- [Extract]

● ● ● ● ● ● ●

GroupTheory/AffineSpecialLinearGroup - Maple Help

GroupTheory

 AffineSpecialLinearGroup
 construct the affine special linear group as a permutation group

 Calling Sequence AffineSpecialLinearGroup( n, q ) ASL( n, q )

Parameters

 n - a positive integer q - a prime power greater than $1$

Description

 • The affine special linear group $\mathrm{ASL}\left(n,q\right)$ is the semi-direct product of the special linear group $SL\left(n,q\right)$ with the natural module of dimension $n$ over the field with $q$ elements. It is also called the special affine group, and is sometimes denoted by $\mathrm{SA}\left(n,q\right)$.
 • The AffineSpecialLinearGroup command produces a permutation group isomorphic to the group $\mathrm{ASL}\left(n,q\right)$.

● ● ● ● ● ● ●

- [Given information]
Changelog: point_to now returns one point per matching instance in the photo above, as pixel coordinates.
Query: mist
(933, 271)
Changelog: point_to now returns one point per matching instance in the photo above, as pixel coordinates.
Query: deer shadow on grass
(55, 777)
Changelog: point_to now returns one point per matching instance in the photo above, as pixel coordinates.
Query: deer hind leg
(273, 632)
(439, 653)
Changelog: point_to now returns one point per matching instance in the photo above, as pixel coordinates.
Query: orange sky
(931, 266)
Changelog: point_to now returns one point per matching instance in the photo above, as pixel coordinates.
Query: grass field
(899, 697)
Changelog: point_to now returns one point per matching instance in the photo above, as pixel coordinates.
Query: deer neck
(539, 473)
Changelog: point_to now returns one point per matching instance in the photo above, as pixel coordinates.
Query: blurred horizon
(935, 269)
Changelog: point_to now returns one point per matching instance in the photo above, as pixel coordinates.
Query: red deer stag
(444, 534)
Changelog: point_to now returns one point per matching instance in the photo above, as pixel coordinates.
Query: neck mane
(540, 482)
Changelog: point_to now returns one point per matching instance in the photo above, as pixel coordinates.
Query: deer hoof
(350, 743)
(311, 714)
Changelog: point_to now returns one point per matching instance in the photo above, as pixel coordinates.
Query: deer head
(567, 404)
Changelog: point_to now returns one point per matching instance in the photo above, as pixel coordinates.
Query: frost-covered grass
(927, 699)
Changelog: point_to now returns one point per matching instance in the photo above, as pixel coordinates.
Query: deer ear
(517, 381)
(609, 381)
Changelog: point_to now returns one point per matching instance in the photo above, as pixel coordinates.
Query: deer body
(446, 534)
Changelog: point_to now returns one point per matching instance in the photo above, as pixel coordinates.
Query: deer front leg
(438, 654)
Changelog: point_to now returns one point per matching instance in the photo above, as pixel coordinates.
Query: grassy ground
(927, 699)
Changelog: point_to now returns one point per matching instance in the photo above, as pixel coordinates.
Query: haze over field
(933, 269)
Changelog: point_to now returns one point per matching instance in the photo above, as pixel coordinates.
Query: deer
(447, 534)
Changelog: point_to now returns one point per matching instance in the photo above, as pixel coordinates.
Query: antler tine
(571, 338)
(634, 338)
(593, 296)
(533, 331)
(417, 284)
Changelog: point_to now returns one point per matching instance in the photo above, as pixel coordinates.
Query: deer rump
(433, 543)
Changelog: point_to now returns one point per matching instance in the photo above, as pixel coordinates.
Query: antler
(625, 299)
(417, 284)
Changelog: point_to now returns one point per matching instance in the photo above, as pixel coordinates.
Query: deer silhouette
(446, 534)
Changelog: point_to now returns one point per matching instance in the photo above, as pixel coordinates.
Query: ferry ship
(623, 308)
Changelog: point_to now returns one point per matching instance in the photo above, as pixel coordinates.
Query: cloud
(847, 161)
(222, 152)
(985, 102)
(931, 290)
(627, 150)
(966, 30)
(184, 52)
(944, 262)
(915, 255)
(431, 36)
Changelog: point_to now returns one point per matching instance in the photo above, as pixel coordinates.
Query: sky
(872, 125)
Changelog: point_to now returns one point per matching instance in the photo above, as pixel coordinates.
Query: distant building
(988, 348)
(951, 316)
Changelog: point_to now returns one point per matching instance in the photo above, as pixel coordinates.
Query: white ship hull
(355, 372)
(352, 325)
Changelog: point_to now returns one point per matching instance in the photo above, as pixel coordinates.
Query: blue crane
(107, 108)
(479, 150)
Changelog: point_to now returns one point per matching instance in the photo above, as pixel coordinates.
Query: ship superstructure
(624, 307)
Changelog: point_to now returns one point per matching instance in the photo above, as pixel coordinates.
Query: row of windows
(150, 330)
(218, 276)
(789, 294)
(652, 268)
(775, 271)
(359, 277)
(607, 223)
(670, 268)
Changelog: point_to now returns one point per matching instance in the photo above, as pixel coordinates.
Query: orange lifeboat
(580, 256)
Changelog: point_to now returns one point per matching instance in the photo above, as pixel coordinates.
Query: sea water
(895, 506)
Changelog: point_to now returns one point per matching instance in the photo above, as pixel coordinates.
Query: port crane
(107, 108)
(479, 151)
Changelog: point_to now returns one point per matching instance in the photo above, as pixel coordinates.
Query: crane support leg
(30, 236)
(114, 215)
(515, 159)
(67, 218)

● ● ● ● ● ● ●

- [Given task 1] List every name or notation the Maple help page above gives for the group that the command constructs.
- [Given task 2] According to the Maple help page, what must the parameter q be?

- [Written reply 1]
- Affine special linear group
- ASL(n, q)
- Special affine group
- SA(n, q)

- [Written reply 2] A prime power greater than 1.